
    As a newbie to the independent sector is this behaviour and discipline policy the norm?
     
  2. dts

    dts Occasional commenter

    That's not been the norm in schools where I have worked. However, I do think that independents often have two issues which can make dealing with poor behaviour more challenging:
    - generally very good behaviour, such that there aren't really any systems for dealing with bad behaviour when it does occur.
    - a fear of upsetting parents, especially in smaller or struggling schools where parents have a great deal of power (and know it).
     
  3. WaltWhite

    WaltWhite New commenter

    Yes there is a real fear of contacting parents here from staff. Most parents I have spoken to are supportive though and appreciate being kept informed.
     
    pepper5 likes this.
  4. dunnocks

    dunnocks Star commenter

    Thats terrible. Of course you are not going to get acceptable behaviour in those circumstances. how pathetic. Whats the point?
     
    pepper5 likes this.
  5. florian gassmann

    florian gassmann Star commenter

    Not in my experience. In all three HMC schools in which I worked before retirement, discipline was a priority. Poor behaviour inevitably resulted in a school detention, supervised by the deputy head. Parents were informed by letter (probably by email these days) and the names of offenders being detained were read out in assembly. Repeated detentions would result in expulsion.

    Is it, as dts wondered, that the school is struggling to survive and therefore fearful of upsetting parents?
     
    pepper5 likes this.
  6. WaltWhite

    WaltWhite New commenter

    No it’s not struggling it’s oversubscribed. Has a reputation for being a very caring school with a liberal attitude to sanctions. Parents in local area that send kids to state school are often complaining about the detentions their children receive, so mayb a different behaviour policy is my School’s “USP”. Had a difficult lesson again today
     
  7. florian gassmann

    florian gassmann Star commenter

    I think I would have a word with the Chair of the Common Room about your concerns. That would probably be better than going directly to the Head, who may take the line that you are not suited to the particular ethos of the school. The Chair of the Common Room is likely to know if others have expressed concerns, and whether it is worth taking the matter to the SMT or Chair of Governors.
     
  8. br0wnsugar

    br0wnsugar Occasional commenter

    Hello OP,
    Having only worked in state schools where behaviour is on a range from mildly disruptive to extreme beyond words, I would suggest you find out whether these students' behaviour is the same in other lessons or whether other teachers can give guidance of how to engage them and gain the credibility you, at present, appear to not have.

§ **DATA UNDER STUDY**:
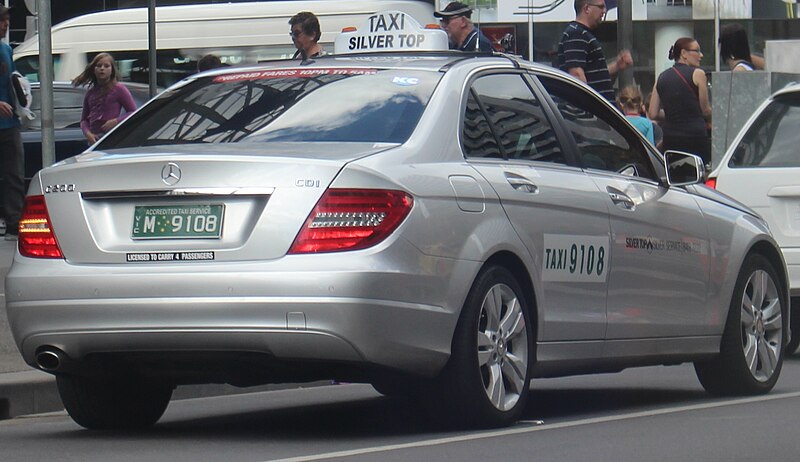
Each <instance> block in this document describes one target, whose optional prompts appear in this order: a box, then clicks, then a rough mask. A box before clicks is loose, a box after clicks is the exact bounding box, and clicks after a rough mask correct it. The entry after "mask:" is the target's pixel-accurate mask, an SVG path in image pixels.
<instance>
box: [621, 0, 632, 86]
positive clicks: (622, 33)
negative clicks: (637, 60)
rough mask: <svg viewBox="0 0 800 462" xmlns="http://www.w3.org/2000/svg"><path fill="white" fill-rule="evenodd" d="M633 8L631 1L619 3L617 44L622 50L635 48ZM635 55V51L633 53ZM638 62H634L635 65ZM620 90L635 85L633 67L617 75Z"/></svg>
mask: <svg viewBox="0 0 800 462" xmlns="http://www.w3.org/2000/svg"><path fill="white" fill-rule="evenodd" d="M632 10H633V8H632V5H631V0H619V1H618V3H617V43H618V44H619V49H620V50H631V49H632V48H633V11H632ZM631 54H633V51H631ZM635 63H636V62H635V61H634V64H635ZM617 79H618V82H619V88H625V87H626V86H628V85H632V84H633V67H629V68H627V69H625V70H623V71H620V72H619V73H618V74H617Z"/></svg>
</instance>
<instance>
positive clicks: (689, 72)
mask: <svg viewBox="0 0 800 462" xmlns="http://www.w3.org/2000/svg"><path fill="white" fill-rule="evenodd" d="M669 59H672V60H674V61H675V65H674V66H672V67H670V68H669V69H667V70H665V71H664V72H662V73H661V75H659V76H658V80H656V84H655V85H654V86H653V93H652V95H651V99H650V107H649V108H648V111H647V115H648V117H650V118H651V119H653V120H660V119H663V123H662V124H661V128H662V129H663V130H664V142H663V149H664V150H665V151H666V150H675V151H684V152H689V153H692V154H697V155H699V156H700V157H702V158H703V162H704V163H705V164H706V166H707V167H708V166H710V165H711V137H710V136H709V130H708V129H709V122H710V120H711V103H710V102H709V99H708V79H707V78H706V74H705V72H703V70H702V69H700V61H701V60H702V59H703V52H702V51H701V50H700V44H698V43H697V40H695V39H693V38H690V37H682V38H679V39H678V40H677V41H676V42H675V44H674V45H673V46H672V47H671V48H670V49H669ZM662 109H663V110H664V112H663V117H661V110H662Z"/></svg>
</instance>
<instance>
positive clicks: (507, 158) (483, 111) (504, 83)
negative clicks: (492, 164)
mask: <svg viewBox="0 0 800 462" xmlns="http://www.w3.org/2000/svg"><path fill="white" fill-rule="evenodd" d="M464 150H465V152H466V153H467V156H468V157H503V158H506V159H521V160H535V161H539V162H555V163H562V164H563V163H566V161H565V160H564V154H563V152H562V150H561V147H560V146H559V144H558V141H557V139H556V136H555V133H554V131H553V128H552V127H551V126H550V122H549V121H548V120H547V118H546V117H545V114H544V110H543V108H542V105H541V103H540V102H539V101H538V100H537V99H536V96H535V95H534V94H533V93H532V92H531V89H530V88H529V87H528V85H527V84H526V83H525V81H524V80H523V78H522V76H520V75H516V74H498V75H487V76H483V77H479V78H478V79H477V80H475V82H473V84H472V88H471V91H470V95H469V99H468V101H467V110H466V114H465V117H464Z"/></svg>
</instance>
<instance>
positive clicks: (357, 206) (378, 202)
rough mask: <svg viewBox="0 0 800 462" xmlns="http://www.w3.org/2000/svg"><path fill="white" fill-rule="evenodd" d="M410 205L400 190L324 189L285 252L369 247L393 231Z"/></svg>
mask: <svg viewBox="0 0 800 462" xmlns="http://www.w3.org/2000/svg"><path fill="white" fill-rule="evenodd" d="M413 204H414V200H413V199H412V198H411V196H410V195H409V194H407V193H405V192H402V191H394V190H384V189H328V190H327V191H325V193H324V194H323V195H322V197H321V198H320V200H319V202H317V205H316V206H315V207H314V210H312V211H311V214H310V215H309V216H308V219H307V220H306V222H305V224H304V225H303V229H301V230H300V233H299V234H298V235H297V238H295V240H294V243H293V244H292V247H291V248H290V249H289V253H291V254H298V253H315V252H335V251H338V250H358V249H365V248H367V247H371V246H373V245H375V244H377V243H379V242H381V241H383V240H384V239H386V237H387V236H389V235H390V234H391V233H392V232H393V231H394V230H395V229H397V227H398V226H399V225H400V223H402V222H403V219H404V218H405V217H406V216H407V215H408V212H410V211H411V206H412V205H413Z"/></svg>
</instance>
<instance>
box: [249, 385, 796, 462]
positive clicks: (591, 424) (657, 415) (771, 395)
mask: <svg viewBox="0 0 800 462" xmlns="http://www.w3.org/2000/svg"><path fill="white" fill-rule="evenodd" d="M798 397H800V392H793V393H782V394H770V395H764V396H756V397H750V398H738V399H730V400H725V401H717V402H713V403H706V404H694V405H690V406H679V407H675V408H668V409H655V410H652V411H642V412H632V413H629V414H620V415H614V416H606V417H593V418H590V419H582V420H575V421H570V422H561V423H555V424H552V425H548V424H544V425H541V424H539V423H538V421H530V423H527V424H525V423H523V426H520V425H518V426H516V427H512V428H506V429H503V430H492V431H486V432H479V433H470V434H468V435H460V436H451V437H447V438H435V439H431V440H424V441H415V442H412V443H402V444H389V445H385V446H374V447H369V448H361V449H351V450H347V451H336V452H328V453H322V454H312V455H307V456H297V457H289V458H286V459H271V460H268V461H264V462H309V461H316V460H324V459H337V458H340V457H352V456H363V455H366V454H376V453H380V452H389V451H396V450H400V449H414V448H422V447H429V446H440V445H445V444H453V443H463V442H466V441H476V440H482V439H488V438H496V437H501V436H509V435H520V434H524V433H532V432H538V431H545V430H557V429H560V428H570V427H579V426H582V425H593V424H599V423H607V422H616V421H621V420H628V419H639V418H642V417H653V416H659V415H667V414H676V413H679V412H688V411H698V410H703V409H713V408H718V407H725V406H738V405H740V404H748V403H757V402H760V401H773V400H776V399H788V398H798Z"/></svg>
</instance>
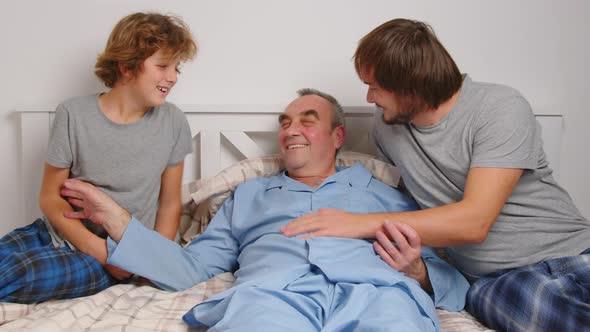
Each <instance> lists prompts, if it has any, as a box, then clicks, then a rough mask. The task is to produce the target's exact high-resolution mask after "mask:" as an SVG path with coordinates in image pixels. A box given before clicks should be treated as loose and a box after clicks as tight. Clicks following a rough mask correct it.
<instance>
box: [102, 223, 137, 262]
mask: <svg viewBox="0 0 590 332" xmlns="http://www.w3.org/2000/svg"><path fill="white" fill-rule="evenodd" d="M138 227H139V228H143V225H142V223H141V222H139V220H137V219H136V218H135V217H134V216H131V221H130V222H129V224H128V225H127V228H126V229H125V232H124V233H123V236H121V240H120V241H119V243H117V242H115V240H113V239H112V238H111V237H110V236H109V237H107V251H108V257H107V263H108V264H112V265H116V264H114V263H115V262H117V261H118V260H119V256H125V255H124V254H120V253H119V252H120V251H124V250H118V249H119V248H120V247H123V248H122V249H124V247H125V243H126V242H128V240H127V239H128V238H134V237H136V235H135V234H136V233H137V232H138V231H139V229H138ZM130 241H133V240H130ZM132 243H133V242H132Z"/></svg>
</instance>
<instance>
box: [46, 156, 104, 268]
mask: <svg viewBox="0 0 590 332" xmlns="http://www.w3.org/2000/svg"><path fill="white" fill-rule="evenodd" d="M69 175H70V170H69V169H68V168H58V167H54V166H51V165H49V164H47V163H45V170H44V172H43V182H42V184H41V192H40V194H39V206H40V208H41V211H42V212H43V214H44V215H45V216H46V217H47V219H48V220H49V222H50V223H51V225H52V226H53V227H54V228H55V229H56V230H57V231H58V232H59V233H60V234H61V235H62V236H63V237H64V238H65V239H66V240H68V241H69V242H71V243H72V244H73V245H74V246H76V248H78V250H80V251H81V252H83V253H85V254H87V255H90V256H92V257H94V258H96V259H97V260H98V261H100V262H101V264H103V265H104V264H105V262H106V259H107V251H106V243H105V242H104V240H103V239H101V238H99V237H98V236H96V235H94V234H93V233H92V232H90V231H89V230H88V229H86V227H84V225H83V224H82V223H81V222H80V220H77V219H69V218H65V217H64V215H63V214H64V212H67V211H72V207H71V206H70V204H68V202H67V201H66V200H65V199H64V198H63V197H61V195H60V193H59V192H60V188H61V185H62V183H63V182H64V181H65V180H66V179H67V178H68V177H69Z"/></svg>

---

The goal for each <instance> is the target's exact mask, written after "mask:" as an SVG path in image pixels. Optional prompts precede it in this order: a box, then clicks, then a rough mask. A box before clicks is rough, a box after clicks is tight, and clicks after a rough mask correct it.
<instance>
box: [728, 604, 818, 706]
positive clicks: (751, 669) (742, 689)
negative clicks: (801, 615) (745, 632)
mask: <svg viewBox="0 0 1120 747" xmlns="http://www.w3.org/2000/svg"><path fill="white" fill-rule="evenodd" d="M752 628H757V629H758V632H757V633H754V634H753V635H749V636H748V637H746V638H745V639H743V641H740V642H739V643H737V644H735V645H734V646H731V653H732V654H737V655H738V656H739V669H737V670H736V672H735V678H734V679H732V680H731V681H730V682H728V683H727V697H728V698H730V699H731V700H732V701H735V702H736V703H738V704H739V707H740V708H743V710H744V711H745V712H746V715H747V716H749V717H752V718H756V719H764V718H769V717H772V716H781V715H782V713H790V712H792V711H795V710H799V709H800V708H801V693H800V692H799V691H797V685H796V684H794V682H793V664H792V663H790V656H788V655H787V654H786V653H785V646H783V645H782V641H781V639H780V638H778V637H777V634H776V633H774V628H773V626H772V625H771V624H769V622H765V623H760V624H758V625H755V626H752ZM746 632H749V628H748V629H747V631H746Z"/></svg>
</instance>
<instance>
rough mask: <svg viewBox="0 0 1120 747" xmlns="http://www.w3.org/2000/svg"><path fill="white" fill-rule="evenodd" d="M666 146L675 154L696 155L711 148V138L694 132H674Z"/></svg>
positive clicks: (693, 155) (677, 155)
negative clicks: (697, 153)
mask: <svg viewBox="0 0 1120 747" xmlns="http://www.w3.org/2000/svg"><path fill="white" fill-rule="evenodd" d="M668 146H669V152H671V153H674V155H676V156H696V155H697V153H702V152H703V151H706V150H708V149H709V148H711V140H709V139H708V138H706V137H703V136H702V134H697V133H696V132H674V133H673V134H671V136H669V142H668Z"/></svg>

§ **WORK TO COMPLETE**:
Please pick up the forum thread on discipline in independent schools and continue it after its final sentence. None of the records matter here.

§ **EXERCISE OUTPUT**:
    I have often considered working at an Indie but largely put off with what you have outlined here, although florian's experiences gives hope. I think it is a case for safeguarding - you - as a teacher who is on the receiving end of quite unpleasant sounding year 10s and that the school has a responsibility to sanction the boys and provide open support for you. Perhaps your head of department can come into the lesson to observe the behaviour/student/teacher relationship (with a view to improving the dynamics of the class elevating you as being the one that should be respected), and/or offer constructive and productive advice, for moving forward? I notice that no where in your write up is there a mention of HOD being involved?
    Maybe you observing other teachers with these boys may help give you strategies to try when you teach them. Document everything and join a union, simply to get added support and guidance. NEU is a good starting point.
    Good Luck.
     
    Last edited: May 25, 2019
    pepper5 likes this.
  9. Progressnerd

    Progressnerd Occasional commenter

    Behaviour at the independent I'm working at is ridiculously better than the 2 state schools I worked at. It's basically a different job.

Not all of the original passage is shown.